Extract to read Block Start
In this article, we will take a look at some of the high growth mega cap stocks you can buy and hold for the next 3 years.
These days, everyone’s into big names. Perhaps because they make the headlines or provide both stability and reliability. Well, there are countless reasons to invest in such stocks, with some weighing heavily on the attractiveness of other, more emerging, stocks.
Mega-cap stocks, as the name suggests, are the stocks of the largest publicly traded companies in the market, usually with a market capitalization of $200 billion or more. From protection during turbulent times to strong fundamentals, the benefits of investing in these stocks are plenty.
Many equity market observers have noticed that the earnings growth among the largest companies in the S&P 500 has improved over the years. As stated by research analyst, Saketh Reddy:
“Ten years ago, the top 50 market cap stocks had an average projected long-term earnings growth rate of 11.7%, compared to 10.0% for the rest of the index. Today, that gap has widened. The top 50 boast 12.7%, while the rest have declined to 9.3%.”
Our Methodology
We have compiled a list of 15 high growth mega cap stocks you can buy and hold for the next 3 years. Using Finviz stock screener, we have selected stocks that have a market capitalization of $200 billion or more, upside potential, and over 15% EPS growth for the next 5 years. The stocks are ranked in ascending order according to the number of hedge fund holdings in them, as data extracted from Insider Monkey’s Q2 2025 database.
Why are we interested in the stocks that hedge funds pile into? The reason is simple: our research has shown that we can outperform the market by imitating the top stock picks of the best hedge funds. Our quarterly newsletter’s strategy selects 14 small-cap and large-cap stocks every quarter and has returned 373.4% since May 2014, beating its benchmark by 218 percentage points (see more details here).
15. SAP SE (NYSE:SAP)
Number of Hedge Fund Holdings: 32
Goldman Sachs Group Inc. expanded its holdings in SAP SE (NYSE:SAP) by 6.5% through the purchase of 80,164 shares, according to the latest filing with the SEC. The leading global investment bank now owns 1,318,908 shares of the company’s stock, valued at $354,048,000.
We already know that SAP SE (NYSE:SAP) is among the largest software global companies, but what’s even more interesting is that the company is perhaps the top name in ‘systems of record’. Although the giant has recently witnessed a price dip, the 3-year return delivered by the company surpasses the market’s return by an impressive 119.30%.
Extract to read Block End
--- Exercise set ---
**1.** Sum up the article on mega-cap stocks in two sentences.
**2.** Go on writing the article on mega-cap stocks, starting right after its last sentence.
The data Block Start
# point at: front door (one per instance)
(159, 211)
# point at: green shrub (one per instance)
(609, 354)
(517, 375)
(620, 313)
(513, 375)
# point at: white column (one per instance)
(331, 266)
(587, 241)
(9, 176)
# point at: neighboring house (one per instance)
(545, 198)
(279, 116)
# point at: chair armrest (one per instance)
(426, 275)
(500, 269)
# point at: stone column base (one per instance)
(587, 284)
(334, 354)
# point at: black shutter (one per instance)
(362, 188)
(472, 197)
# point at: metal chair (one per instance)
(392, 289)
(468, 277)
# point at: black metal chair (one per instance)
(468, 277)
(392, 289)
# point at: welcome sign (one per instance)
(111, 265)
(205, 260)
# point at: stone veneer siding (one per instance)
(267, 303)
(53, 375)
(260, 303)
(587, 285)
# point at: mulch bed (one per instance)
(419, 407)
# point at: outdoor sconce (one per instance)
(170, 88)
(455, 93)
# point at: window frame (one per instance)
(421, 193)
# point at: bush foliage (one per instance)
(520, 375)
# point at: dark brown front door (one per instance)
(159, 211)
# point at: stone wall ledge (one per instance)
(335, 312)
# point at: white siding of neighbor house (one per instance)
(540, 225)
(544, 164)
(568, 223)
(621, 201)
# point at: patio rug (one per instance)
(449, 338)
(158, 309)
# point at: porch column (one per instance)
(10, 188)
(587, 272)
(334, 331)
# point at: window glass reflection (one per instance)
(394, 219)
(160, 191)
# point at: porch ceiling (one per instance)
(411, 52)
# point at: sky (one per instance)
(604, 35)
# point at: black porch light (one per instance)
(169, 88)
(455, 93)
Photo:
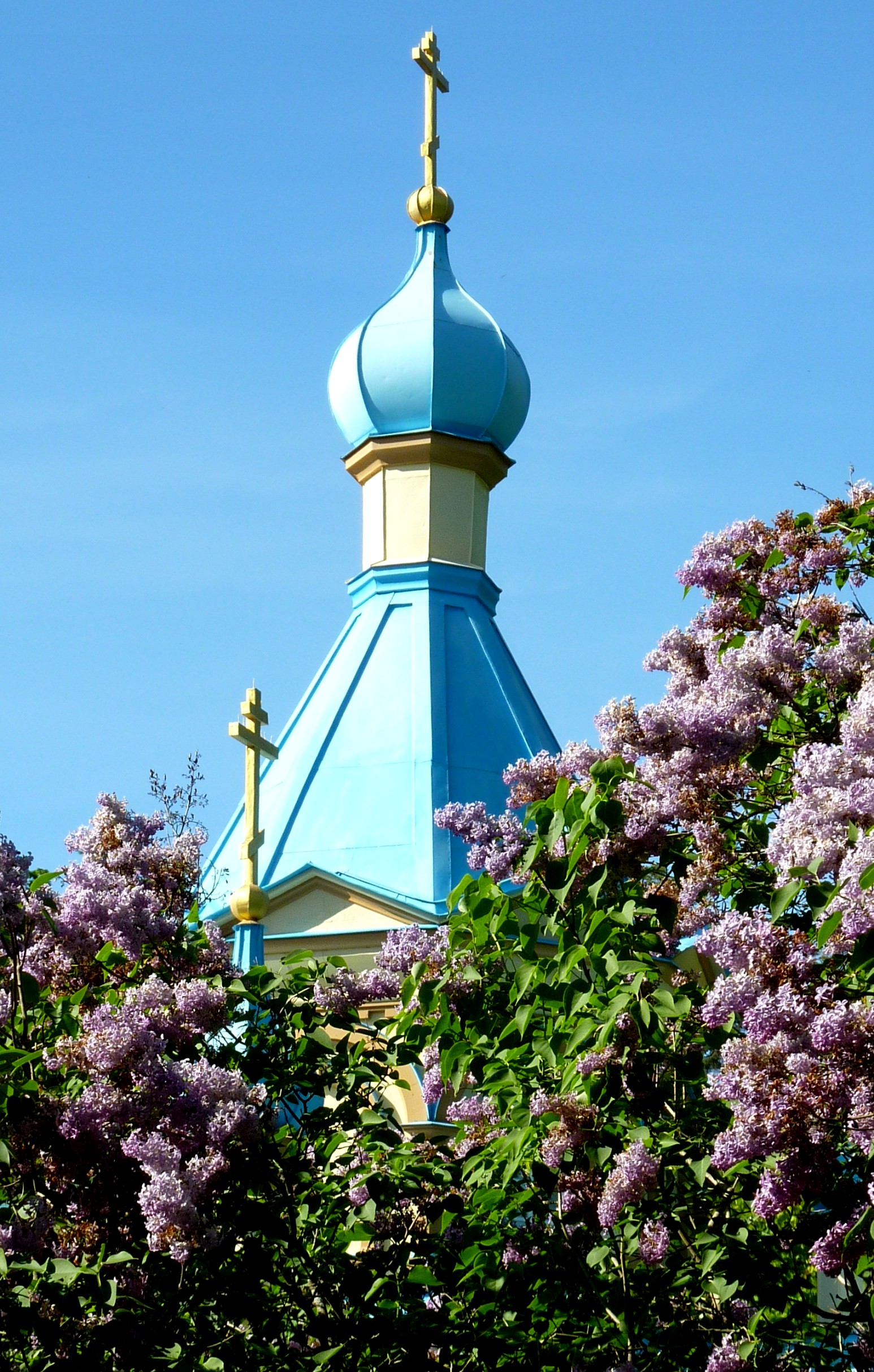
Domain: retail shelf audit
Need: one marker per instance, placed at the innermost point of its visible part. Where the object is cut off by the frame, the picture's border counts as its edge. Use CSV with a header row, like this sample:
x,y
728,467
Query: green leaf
x,y
422,1276
523,1019
700,1170
828,928
42,878
65,1271
29,988
782,899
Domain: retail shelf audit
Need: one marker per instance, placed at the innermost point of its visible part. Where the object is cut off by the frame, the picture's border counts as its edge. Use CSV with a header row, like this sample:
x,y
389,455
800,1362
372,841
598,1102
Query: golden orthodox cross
x,y
256,747
427,55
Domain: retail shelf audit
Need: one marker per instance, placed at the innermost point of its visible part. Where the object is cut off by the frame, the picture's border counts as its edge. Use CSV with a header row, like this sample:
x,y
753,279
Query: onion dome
x,y
430,359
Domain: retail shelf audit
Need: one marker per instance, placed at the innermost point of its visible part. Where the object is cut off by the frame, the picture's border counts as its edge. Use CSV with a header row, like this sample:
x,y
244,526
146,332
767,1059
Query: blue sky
x,y
667,206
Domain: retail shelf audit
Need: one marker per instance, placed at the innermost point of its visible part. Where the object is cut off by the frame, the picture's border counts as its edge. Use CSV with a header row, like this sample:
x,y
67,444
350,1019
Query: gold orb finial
x,y
431,204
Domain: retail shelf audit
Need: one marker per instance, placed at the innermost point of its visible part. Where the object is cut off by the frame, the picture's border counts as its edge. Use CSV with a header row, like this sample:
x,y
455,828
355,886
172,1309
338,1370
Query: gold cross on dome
x,y
427,57
256,747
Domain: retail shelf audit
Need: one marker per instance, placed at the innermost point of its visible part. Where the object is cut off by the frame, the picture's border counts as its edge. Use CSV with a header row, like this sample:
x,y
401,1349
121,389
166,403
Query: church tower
x,y
419,701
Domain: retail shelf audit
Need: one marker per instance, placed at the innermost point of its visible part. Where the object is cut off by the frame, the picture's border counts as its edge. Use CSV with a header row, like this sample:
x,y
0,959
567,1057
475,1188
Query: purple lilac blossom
x,y
634,1173
654,1242
725,1357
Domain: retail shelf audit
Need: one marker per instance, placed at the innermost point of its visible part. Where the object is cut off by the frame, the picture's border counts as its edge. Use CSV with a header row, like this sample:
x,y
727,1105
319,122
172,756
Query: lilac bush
x,y
123,998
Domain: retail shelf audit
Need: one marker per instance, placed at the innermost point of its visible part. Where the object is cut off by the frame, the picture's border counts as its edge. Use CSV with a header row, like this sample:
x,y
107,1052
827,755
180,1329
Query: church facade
x,y
419,701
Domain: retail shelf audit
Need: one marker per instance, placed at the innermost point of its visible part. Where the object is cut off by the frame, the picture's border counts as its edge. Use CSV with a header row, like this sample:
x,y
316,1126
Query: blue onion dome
x,y
430,359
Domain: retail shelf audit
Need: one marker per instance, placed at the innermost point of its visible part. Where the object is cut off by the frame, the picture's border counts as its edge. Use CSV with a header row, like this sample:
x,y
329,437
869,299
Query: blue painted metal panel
x,y
248,947
430,359
419,703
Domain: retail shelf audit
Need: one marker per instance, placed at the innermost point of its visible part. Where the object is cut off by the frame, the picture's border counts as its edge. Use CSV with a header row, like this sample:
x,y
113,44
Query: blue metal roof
x,y
419,703
430,359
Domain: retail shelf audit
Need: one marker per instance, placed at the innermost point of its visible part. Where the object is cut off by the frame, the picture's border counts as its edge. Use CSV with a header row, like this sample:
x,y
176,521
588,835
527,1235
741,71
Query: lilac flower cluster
x,y
496,842
401,950
178,1119
801,1076
147,1090
654,1242
573,1128
725,1357
479,1117
769,625
634,1173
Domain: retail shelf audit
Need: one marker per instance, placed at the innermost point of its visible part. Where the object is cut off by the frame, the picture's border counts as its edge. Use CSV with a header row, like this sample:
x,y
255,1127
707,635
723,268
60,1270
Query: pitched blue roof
x,y
419,703
430,359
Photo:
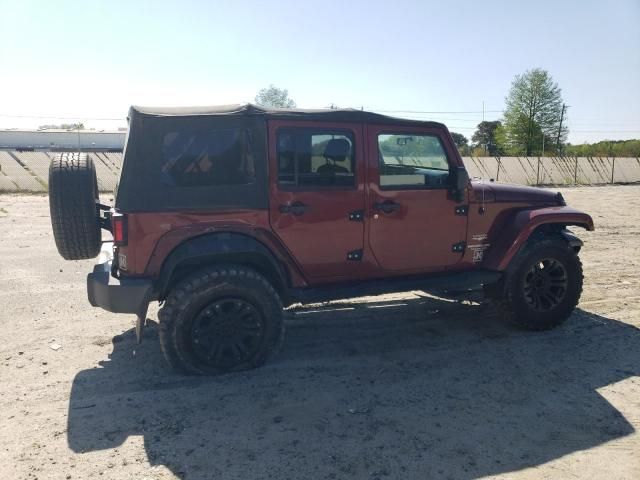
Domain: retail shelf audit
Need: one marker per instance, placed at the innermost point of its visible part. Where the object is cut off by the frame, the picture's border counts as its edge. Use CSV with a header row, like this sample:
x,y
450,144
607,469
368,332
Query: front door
x,y
317,186
414,225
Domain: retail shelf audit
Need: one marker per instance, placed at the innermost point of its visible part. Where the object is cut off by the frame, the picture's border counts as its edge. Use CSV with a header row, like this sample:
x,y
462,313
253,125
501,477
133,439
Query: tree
x,y
534,111
485,137
461,142
274,97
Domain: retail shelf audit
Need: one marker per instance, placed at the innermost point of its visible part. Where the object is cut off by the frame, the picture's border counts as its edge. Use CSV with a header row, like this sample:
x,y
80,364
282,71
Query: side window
The data Block End
--- Responses to the tasks ---
**1.** The article lists 15 high-growth mega-cap stocks, meaning companies worth $200 billion or more, to buy and hold for the next three years, and notes that earnings growth among the largest S&P 500 companies has improved. The stocks were picked with the Finviz screener and ranked by how many hedge funds hold them, and the list opens with SAP SE, which has 32 hedge fund holdings and a 3-year return that beats the market's by 119.30%.

**2.**
Despite the company being late in joining the AI race, the giant is now fully focused on addressing what slowed it down. When it comes to crucial data, SAP SE (NYSE:SAP) is trusted like no other by large companies, so we know for a fact that it’ll be difficult to replace such a company.
SAP SE (NYSE:SAP), founded in 1972, is a provider of enterprise applications and business solutions. The core offerings of this German company include SAP S/4HANA, SAP SuccessFactors, SAP Business Technology Platform, and SAP Business Network.
14. Blackstone Inc. (NYSE:BX)
Number of Hedge Fund Holdings: 72
Anchor Investment Management LLC increased its holdings in Blackstone Inc. (NYSE:BX) by 275.4% in the first quarter, according to the latest 13F filing with the SEC. Following the purchase of 6,500 shares, the investment advisor now owns 8,860 shares of the company’s stock worth $1,238,000.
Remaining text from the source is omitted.